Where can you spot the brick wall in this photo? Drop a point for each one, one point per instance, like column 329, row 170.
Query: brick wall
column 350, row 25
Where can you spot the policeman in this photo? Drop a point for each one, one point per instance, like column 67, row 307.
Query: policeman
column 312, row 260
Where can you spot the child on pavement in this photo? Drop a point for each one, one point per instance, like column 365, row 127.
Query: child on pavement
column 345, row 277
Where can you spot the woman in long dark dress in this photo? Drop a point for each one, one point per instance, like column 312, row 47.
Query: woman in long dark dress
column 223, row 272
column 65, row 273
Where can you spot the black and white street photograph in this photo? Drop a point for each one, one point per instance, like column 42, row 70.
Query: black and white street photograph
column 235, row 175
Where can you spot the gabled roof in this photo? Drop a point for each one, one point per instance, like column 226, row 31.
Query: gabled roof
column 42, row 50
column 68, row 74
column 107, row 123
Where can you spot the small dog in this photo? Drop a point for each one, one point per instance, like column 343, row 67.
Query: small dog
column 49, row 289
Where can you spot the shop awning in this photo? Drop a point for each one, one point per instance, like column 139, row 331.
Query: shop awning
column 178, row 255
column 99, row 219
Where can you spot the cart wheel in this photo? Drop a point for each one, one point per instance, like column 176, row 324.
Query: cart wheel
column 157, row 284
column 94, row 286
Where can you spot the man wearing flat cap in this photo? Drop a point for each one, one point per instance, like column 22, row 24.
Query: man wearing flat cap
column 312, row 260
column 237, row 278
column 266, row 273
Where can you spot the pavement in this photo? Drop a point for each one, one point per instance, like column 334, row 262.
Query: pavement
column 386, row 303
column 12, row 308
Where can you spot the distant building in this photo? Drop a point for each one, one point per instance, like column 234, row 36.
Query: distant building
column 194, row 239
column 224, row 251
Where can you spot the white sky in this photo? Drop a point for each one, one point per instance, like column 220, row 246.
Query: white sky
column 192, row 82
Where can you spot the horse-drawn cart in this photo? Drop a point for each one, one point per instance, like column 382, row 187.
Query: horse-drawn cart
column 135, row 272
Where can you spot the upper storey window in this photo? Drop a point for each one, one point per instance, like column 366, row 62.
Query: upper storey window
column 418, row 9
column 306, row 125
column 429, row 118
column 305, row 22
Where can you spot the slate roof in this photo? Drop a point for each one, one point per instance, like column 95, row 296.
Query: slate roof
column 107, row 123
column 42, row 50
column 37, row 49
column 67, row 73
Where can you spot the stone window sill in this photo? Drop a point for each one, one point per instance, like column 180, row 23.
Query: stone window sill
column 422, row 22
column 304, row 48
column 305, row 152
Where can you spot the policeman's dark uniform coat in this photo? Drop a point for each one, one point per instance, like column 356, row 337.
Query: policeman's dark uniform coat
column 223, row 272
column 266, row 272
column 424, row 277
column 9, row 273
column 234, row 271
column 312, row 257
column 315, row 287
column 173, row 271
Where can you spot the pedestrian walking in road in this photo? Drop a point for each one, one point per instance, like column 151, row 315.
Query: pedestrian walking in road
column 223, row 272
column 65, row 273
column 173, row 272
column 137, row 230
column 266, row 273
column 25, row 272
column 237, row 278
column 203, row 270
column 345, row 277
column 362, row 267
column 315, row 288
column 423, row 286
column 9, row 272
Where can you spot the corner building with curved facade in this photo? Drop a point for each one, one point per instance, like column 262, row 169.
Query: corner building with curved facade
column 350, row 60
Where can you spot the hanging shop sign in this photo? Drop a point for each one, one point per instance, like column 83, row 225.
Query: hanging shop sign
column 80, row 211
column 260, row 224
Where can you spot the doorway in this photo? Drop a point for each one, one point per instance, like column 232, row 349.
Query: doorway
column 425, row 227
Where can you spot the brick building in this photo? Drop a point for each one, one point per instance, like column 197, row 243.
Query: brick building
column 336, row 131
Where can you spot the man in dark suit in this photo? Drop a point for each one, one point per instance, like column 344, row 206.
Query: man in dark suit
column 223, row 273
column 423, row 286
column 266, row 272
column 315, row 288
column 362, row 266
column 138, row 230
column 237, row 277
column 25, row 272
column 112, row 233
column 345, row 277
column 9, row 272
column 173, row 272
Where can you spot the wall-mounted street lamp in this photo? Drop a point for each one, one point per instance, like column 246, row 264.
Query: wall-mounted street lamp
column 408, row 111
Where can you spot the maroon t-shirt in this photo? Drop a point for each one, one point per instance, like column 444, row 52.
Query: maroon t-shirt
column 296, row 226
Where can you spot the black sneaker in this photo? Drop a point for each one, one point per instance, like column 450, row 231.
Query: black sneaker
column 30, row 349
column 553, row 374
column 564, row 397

### WHAT IS EXPECTED:
Each line of the material is to be returned precisely as written.

### ANSWER FOR THE TASK:
Where can you spot the brick wall in this photo? Drop a point for each one, one point per instance, like column 329, row 170.
Query: brick wall
column 350, row 25
Where can you spot the policeman in this photo? Drop a point for each one, one point per instance, like column 67, row 307.
Query: policeman
column 312, row 260
Where can you spot the child on pavement in this photo? Drop a point for each one, one point per instance, like column 365, row 127.
Query: child on pavement
column 345, row 277
Where can you spot the woman in long dark dress in this photo? Drop a point for each one, one point per instance, like column 312, row 47.
Query: woman in long dark dress
column 223, row 272
column 65, row 273
Where can you spot the black and white street photograph in this photo? Drop a point for each one, one point per instance, like column 42, row 70.
Query: black and white street photograph
column 235, row 175
Where can you spot the gabled roof in this photo? Drop a point for each one, one point per instance, like column 226, row 31.
Query: gabled roof
column 42, row 50
column 68, row 74
column 107, row 123
Where can you spot the small dog in this photo? Drop a point for each one, one point per instance, like column 343, row 67.
Query: small dog
column 49, row 289
Where can you spot the shop awning in this photo? Drop a point for each one, one point per instance, like column 139, row 331.
Query: shop awning
column 178, row 255
column 99, row 219
Where can you spot the cart wheel in this photo? Drop a point for each one, one point per instance, like column 176, row 324.
Query: cart wheel
column 157, row 284
column 94, row 286
Where can you spot the man wearing flat cap in this photo? Drop a point for each one, one point per instance, like column 22, row 24.
Query: man wearing flat cap
column 312, row 260
column 237, row 278
column 266, row 273
Where can you spot the pavement in this photo? Drop a point for each one, one point per instance, like column 334, row 262.
Query: pavement
column 386, row 303
column 12, row 308
Where can you spot the distant building in this photo? Drop a point for each one, one point per instance, like column 234, row 36.
Query: distant building
column 194, row 239
column 224, row 251
Where can you spot the white sky in this photo? Drop a point for each one, one point per instance, like column 220, row 246.
Query: white sky
column 192, row 82
Where can you spot the horse-drawn cart in this photo? Drop a point for each one, one point per instance, like column 382, row 187.
Query: horse-drawn cart
column 135, row 272
Where can you spot the upper storey window in this photo? Drop a point for each one, one point per instance, like column 366, row 62.
Query: upper storey window
column 418, row 9
column 306, row 125
column 429, row 118
column 305, row 22
Where can you spot the slate roof in this photo? Drop a point for each one, one point per instance, like column 95, row 296.
Query: slate roof
column 107, row 123
column 42, row 50
column 37, row 49
column 67, row 73
Where can you spot the stone window sill in this photo? Drop a point for each one, one point per instance, like column 180, row 23.
Query: stone window sill
column 422, row 22
column 304, row 48
column 305, row 152
Where can you spot the policeman's dark uniform coat in this photo? Drop a point for each one, one point per instance, like column 356, row 337.
Query: policeman's dark uniform coat
column 223, row 272
column 266, row 272
column 424, row 277
column 9, row 273
column 234, row 271
column 312, row 257
column 315, row 287
column 173, row 271
Where can you spot the pedestrian walking in road in this photo? Drop a point for each one, one point per instance, like column 151, row 315.
Query: pedestrian walking in road
column 223, row 272
column 65, row 273
column 173, row 272
column 137, row 230
column 266, row 273
column 25, row 272
column 237, row 278
column 203, row 270
column 345, row 277
column 362, row 267
column 315, row 288
column 423, row 286
column 9, row 272
Where can you spot the corner building with curved facade in this photo? Drop a point for each one, one point per instance, like column 262, row 169.
Query: corner building with curved facade
column 350, row 60
Where can you spot the hanging shop sign in this photo? Drop a point for each one, one point per instance, like column 83, row 225.
Query: hanging shop sign
column 80, row 211
column 260, row 224
Where can you spot the doorway in this photo? Drop a point for each one, one point per instance, like column 232, row 349.
Query: doorway
column 425, row 227
Where can you spot the brick building in this photo? Drop a point for each one, one point per instance, like column 197, row 243.
Query: brick building
column 336, row 131
Where can you spot the man in dark suit in this photo? Drop a point for each one, one point per instance, like column 344, row 206.
Query: man in dark suit
column 223, row 273
column 423, row 286
column 266, row 272
column 315, row 288
column 362, row 266
column 138, row 230
column 237, row 277
column 25, row 272
column 112, row 233
column 345, row 277
column 9, row 272
column 173, row 272
Where can you spot the wall-mounted street lamp in this photo? Drop a point for each one, one point per instance, like column 246, row 264.
Query: wall-mounted street lamp
column 408, row 111
Where can you spot the maroon t-shirt in this photo? Drop a point for each one, one point per instance, like column 444, row 52.
Query: maroon t-shirt
column 296, row 226
Where can you spot the black sneaker in this photo? Drop a point for each one, one point per instance, like column 450, row 231.
Query: black sneaker
column 30, row 349
column 553, row 374
column 564, row 397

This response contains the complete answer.